_Brief_. Can you print the part of the Kissinger review that opens with the words containing "Published by The" and closes with "the atomic age.", copied word for word?

_Quoted passage_.
=== Section Start ===
Published by Penguin Press (2014)

Reviewed by Ali Wyne

Published by The Lawfare Institute
in Cooperation With
Brookings

Published by Penguin Press (2014)

Reviewed by Ali Wyne

In over six decades as a scholar, Henry Kissinger has trained his historical depth and panoramic worldview on an ambitious range of subjects. His undergraduate honors thesis probes the thinking of Oswald Spengler, Arnold Toynbee, and Immanuel Kant in an attempt to divine “the meaning of history.” His first book, A World Restored: Castlereagh and the Problems of Peace (1954), surveys early 19th-century Europe’s attempt to fashion a durable settlement during and immediately following the Napoleonic Wars. His second book, Nuclear Weapons and Foreign Policy (1957), analyzes the strategic dimensions of the atomic age.

Subsequent tomes of Kissinger’s examine the challenges confronting transatlantic ties, America’s involvement in Indochina, and the ways in which the global strategic balance evolved during his time in government. In 2011 (at the age of 88), he published On China, which chronicles the historical origins of China’s approach to foreign policy and mulls whether it and the United States are fated to a military confrontation. One can regard Kissinger’s newest book, his fourteenth, as both the summit of his intellectual journey and a glimpse into the prism through which he has long tried to make sense of world affairs. Of the preoccupations that underlie Kissinger’s prodigious corpus of work, after all, few rank higher than “world order”—both the imperative of pursuing it and the difficulty of maintaining it. Kissinger regards order as evanescent, not enduring; its objectives, more aspirational than concrete. He understands it less as an end than as a process of interminable duration.

Legitimacy Versus Justice

In a 1968 essay, he argues that the “greatest need of the contemporary international system is an agreed concept of order. In its absence, the awesome available power is unrestrained by any consensus as to legitimacy.” The establishment and maintenance of order, in turn, require that the strongest would-be revisionists accept its core assumptions and arrangements—if not their justness, then their immunity to systemic challenge. In A World Restored, he asserts that a sustainable order is anchored in “the relative security—and therefore the relative insecurity—of its members. Its stability reflects, not the absence of unsatisfied claims, but the absence of a grievance of such magnitude that redress will be sought in overturning the settlement rather than through an adjustment within its framework” (emphases Kissinger’s).

Kissinger has long distinguished between legitimacy and justice. Again in A World Restored, he observes that stability

has commonly resulted not from a quest for peace but from a generally accepted legitimacy. “Legitimacy” as here used should not be confused with justice. It means no more than an international agreement about the nature of workable arrangements and about the permissible aims and methods of foreign policy. It implies the acceptance of the framework of the international order by all major powers, at least to the extent that no state is so dissatisfied that, like Germany after the Treaty of Versailles, it expresses its dissatisfaction in a revolutionary foreign policy…. Wars may occur, but they will be fought in the name of the existing structure and the peace which follows will be justified as a better expression of the “legitimate,” general consensus.
=== Section End ===
_Supplied entries_.
=== Section Start ===
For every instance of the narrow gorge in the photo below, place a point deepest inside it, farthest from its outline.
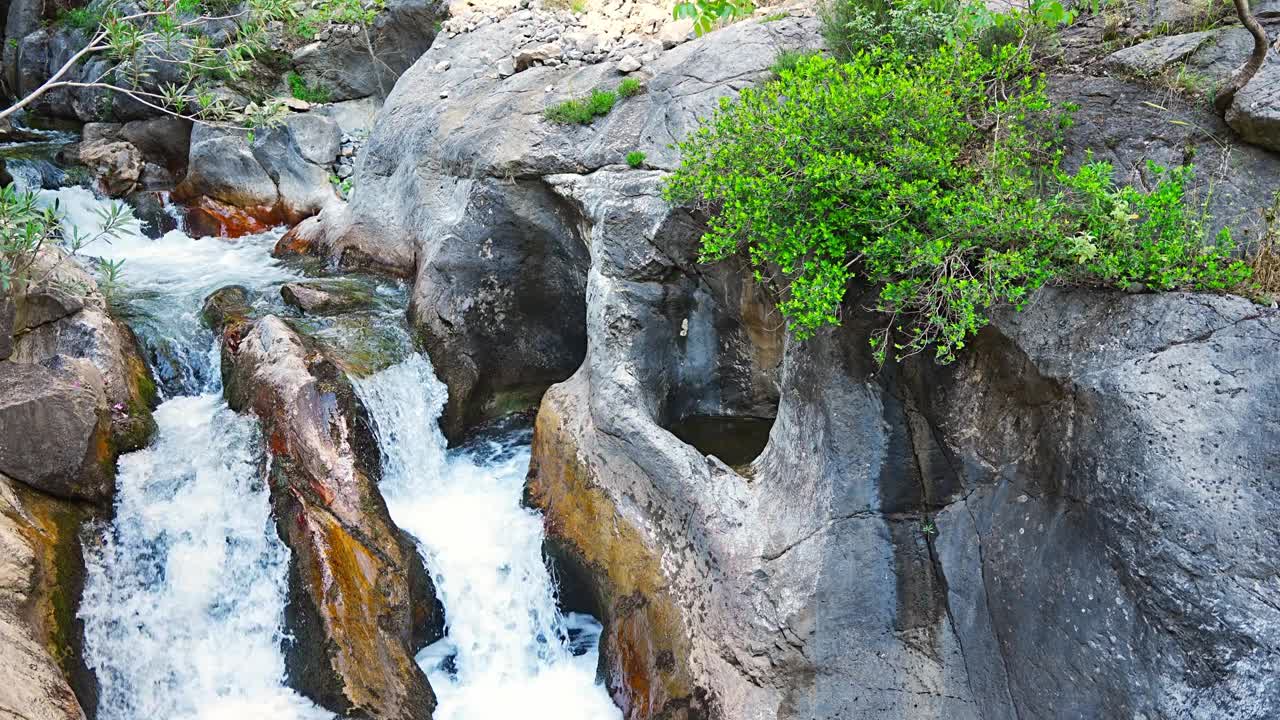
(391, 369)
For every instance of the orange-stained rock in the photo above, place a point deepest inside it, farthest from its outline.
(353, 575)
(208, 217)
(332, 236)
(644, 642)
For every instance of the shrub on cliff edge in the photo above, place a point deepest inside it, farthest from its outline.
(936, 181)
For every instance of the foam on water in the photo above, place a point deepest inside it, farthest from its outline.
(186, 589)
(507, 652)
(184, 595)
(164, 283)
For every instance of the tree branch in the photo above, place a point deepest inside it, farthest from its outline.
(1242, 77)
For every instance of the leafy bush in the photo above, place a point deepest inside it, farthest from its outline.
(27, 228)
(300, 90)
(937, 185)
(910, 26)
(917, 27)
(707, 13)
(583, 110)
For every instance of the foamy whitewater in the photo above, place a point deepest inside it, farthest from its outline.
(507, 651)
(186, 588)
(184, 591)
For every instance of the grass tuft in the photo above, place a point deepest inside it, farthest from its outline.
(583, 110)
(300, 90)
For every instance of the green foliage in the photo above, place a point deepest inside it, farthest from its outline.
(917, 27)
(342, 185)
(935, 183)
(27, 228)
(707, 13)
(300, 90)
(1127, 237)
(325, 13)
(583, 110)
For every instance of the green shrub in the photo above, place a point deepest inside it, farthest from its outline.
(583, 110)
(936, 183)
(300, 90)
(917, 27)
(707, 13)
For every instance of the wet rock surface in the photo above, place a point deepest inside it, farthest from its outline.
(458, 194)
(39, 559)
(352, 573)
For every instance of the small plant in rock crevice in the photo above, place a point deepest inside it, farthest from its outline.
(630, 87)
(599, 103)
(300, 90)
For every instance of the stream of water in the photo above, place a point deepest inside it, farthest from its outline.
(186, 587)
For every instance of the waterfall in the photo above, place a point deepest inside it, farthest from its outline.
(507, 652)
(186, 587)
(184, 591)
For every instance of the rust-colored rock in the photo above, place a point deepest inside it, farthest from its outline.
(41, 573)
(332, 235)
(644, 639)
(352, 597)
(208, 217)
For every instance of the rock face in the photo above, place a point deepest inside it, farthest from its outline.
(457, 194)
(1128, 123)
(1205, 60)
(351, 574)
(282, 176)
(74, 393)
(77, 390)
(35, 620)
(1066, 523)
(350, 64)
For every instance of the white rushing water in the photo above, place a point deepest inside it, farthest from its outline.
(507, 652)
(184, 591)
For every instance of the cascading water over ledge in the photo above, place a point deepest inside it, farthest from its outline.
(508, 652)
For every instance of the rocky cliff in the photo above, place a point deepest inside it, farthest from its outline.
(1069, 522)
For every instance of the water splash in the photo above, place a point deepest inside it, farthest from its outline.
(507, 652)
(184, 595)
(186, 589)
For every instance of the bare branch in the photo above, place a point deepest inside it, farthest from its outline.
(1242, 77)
=== Section End ===
=== Section Start ===
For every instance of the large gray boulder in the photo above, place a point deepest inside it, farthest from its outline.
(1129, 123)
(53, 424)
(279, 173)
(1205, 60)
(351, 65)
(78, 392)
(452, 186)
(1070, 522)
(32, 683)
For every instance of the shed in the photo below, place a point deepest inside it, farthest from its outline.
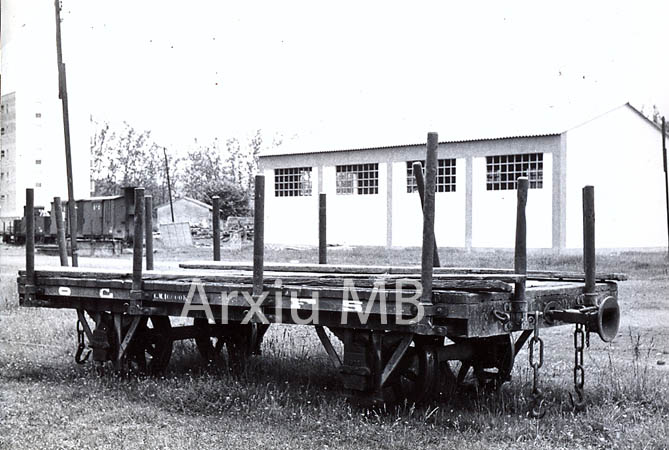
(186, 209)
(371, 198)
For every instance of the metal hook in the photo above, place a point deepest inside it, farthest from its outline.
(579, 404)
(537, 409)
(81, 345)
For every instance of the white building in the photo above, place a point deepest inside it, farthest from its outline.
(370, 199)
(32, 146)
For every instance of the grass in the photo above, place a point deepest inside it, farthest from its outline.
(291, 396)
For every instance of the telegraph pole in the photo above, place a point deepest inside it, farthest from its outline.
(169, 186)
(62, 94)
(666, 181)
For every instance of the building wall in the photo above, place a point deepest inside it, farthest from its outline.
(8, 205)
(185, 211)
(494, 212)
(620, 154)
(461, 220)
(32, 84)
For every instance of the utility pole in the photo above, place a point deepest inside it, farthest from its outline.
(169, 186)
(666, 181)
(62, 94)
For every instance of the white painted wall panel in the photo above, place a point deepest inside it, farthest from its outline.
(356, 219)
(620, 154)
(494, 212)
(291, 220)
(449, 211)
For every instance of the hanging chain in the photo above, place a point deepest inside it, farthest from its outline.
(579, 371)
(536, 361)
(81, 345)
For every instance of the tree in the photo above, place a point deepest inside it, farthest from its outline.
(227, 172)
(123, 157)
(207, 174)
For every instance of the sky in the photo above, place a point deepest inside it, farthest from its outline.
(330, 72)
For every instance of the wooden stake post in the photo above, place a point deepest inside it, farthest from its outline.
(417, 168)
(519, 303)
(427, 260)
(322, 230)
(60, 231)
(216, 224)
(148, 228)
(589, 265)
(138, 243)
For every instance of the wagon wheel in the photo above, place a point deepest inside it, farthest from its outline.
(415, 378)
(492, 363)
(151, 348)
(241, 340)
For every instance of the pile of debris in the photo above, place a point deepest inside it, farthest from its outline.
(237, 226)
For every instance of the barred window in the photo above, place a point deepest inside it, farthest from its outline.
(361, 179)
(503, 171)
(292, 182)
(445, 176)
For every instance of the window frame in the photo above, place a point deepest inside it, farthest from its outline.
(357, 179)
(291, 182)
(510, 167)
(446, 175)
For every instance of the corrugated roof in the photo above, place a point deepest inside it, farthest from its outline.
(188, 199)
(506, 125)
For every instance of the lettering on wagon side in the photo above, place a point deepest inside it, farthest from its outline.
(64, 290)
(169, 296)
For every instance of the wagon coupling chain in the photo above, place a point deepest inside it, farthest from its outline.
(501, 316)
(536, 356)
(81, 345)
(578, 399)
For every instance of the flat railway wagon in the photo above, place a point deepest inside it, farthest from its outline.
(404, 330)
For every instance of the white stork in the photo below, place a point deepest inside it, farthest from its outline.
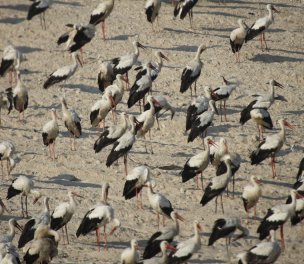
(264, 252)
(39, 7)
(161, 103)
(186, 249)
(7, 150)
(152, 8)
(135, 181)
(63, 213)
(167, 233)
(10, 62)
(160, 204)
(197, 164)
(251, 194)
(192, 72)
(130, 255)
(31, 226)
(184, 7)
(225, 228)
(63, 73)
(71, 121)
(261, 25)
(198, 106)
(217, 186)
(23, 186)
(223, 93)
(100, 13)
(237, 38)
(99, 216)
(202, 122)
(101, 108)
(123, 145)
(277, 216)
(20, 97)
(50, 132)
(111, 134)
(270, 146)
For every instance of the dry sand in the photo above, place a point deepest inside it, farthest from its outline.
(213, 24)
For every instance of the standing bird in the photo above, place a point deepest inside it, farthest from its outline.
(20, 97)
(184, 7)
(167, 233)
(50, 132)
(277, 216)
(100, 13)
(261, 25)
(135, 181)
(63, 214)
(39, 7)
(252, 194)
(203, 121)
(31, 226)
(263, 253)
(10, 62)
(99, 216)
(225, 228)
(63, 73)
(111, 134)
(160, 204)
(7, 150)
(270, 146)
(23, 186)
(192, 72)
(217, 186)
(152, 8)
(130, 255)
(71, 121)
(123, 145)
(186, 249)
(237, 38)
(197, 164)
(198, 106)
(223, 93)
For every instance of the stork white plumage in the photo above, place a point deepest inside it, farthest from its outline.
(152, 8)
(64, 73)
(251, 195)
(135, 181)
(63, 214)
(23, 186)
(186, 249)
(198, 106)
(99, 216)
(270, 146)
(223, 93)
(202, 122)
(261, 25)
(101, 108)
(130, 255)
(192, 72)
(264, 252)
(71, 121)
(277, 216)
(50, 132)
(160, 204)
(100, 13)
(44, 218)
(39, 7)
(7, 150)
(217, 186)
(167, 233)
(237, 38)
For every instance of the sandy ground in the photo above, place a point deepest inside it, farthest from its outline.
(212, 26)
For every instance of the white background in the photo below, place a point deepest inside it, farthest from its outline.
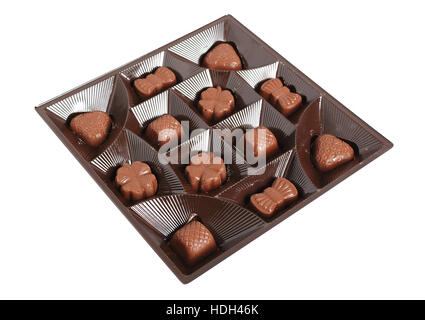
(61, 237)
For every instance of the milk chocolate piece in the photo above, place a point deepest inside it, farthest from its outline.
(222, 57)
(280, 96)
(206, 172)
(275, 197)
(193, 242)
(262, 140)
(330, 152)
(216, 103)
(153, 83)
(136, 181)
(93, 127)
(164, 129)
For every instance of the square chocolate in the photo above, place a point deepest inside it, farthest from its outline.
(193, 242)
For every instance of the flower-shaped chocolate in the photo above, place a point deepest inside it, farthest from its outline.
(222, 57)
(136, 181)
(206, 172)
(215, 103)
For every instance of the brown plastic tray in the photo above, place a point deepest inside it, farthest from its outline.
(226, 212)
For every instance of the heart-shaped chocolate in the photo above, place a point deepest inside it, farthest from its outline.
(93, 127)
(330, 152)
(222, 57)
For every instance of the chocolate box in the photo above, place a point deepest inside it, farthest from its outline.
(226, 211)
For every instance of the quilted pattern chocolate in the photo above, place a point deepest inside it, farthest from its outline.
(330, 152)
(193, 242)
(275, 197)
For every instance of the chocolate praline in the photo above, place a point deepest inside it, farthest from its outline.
=== Section End ===
=== Section Start ===
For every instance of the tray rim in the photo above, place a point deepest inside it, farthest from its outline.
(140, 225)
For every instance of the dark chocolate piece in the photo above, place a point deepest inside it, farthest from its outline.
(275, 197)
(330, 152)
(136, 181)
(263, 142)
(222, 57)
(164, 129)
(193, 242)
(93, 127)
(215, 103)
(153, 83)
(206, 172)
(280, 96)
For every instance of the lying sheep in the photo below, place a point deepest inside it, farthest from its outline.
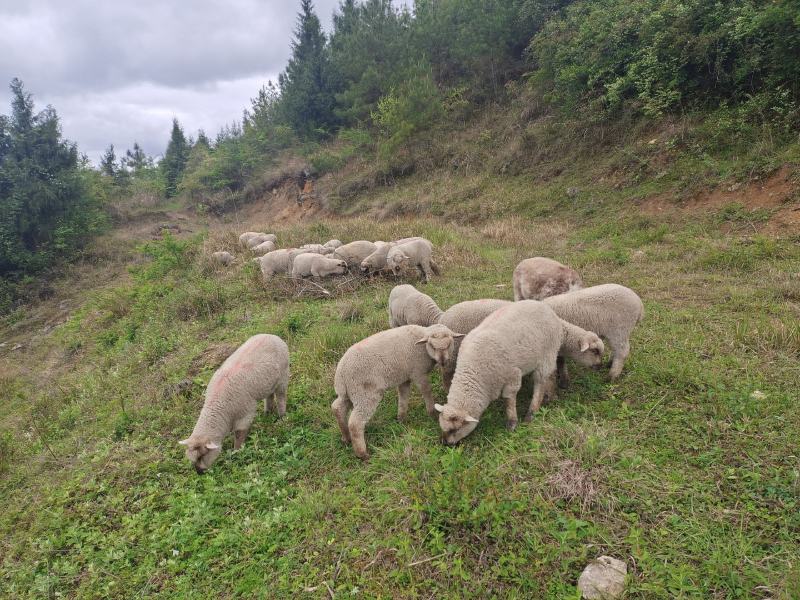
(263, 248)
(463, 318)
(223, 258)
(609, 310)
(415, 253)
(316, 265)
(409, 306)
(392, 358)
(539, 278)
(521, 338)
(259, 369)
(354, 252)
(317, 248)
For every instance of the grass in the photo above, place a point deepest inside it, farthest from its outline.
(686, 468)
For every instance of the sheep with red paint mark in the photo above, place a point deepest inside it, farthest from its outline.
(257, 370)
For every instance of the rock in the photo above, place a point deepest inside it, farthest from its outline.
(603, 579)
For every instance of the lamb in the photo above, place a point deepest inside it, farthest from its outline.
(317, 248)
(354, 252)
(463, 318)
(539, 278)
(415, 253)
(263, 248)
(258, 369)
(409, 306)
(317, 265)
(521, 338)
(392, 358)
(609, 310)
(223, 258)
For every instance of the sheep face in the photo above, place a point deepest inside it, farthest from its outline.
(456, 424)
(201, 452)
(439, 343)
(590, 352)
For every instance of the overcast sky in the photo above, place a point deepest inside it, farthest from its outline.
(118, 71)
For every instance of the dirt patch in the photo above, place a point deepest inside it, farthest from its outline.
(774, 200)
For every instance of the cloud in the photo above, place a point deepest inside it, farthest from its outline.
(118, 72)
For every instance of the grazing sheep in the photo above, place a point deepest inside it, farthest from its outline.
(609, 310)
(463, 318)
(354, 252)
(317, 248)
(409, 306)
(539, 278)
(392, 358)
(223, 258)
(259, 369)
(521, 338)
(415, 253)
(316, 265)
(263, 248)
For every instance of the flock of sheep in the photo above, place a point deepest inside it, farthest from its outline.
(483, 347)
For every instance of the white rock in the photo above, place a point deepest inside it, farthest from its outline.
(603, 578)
=== Section End ===
_Expected answer_.
Published by The Lawfare Institute
in Cooperation With
Brookings

Published by Penguin Press (2014)

Reviewed by Ali Wyne

In over six decades as a scholar, Henry Kissinger has trained his historical depth and panoramic worldview on an ambitious range of subjects. His undergraduate honors thesis probes the thinking of Oswald Spengler, Arnold Toynbee, and Immanuel Kant in an attempt to divine “the meaning of history.” His first book, A World Restored: Castlereagh and the Problems of Peace (1954), surveys early 19th-century Europe’s attempt to fashion a durable settlement during and immediately following the Napoleonic Wars. His second book, Nuclear Weapons and Foreign Policy (1957), analyzes the strategic dimensions of the atomic age.